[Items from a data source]
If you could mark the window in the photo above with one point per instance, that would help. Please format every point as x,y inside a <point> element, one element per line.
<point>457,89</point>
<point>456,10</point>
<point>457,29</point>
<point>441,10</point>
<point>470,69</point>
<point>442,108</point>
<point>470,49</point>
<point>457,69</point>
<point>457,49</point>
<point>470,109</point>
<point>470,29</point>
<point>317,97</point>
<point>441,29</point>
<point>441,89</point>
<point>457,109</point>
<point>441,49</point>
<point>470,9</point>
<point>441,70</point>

TASK INSTRUCTIONS:
An exact copy of every record above is required.

OUTPUT OF THE EXERCISE:
If you could mark the window in the photo above with one point per instance, that would help. Please format every point as x,y inside a <point> element, one element per line.
<point>457,89</point>
<point>456,10</point>
<point>457,29</point>
<point>441,10</point>
<point>470,69</point>
<point>442,108</point>
<point>470,49</point>
<point>457,69</point>
<point>457,49</point>
<point>470,109</point>
<point>470,29</point>
<point>317,97</point>
<point>441,29</point>
<point>441,89</point>
<point>457,109</point>
<point>441,49</point>
<point>470,9</point>
<point>441,70</point>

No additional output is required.